• [YOUR OBJECTIVE] Reproduce the entries starting at "tag=woman's face action=locate" and ending at "[262,387,292,422]", swapping "orange" for "amber" and leaving everything else unchanged.

• [MATERIALS PROVIDED]
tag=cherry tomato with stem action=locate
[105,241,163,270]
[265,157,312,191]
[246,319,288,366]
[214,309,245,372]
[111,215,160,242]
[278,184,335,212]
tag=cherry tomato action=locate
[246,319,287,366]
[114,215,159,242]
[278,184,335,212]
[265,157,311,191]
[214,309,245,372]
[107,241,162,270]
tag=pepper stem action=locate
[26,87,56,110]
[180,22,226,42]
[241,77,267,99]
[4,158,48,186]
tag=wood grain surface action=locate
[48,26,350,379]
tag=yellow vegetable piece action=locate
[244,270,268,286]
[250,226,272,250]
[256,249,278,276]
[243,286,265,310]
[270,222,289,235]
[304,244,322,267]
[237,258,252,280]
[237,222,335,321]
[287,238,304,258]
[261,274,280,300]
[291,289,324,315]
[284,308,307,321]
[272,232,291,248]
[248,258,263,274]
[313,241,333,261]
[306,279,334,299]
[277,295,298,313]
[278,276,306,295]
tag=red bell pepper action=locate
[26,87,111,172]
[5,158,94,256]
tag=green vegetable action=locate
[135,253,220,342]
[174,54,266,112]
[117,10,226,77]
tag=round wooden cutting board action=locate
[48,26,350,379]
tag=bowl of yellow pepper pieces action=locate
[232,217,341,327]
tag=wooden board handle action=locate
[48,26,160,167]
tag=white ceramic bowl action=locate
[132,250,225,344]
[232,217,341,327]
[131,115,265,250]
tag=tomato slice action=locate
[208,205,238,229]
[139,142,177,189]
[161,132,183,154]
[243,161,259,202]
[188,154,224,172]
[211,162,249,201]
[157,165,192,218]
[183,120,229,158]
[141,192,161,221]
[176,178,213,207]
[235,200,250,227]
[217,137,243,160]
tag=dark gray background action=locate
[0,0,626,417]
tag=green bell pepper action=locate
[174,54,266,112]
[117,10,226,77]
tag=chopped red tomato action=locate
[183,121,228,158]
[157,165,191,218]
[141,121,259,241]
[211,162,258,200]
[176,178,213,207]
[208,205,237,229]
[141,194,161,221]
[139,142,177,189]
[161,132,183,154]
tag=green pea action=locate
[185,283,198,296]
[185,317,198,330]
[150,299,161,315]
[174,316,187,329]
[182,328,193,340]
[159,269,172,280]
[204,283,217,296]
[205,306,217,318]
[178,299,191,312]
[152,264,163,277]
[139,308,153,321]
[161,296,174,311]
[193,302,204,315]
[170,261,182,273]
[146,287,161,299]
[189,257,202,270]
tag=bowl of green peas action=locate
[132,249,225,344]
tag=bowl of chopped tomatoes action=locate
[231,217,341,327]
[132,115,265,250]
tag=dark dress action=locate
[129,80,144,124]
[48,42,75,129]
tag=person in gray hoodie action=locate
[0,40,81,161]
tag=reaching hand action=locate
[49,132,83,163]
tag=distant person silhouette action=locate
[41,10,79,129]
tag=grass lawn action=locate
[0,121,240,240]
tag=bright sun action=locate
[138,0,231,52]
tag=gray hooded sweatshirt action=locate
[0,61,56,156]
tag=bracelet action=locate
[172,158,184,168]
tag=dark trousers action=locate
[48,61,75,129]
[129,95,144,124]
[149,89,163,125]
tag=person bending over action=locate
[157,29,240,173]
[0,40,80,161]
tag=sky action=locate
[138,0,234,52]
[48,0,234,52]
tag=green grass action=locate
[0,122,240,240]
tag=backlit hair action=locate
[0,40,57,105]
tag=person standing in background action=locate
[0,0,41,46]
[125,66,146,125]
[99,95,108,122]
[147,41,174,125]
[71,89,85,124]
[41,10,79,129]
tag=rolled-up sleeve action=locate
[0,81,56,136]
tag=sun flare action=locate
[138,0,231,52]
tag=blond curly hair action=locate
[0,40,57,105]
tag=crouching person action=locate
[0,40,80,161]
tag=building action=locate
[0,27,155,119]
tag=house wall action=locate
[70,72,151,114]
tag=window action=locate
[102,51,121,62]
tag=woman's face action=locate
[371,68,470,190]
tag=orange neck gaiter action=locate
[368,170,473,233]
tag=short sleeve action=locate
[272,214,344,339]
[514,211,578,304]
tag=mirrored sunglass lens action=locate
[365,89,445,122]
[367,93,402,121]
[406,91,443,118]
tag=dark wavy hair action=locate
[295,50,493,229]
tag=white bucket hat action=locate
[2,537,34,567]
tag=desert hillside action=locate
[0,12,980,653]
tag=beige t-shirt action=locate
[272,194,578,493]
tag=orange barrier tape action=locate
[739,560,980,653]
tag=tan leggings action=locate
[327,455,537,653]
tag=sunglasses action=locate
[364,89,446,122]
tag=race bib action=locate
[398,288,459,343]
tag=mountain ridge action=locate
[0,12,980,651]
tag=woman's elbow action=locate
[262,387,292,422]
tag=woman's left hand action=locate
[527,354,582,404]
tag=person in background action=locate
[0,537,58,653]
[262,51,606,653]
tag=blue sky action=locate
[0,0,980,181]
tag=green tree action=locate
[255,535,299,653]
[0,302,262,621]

• [OUTPUT FOR THIS TASK]
tag=woman's face action=locate
[371,68,470,190]
tag=amber neck gaiter action=locate
[368,170,473,233]
tag=short sleeve action=locate
[272,214,344,339]
[514,211,578,304]
tag=mirrored sunglass lens action=locate
[365,89,445,122]
[367,93,402,121]
[406,91,443,118]
tag=dark wavy hair action=locate
[295,50,493,229]
tag=white bucket hat action=locate
[2,537,34,567]
tag=desert hillside action=locate
[0,12,980,653]
tag=beige t-shirt action=locate
[272,194,578,493]
tag=amber barrier tape action=locate
[739,560,980,653]
tag=tan leggings action=locate
[327,455,537,653]
tag=sunglasses action=locate
[364,89,446,122]
tag=race bib action=locate
[398,288,459,343]
tag=mountain ridge action=locate
[0,12,980,651]
tag=woman's elbow action=locate
[262,387,292,422]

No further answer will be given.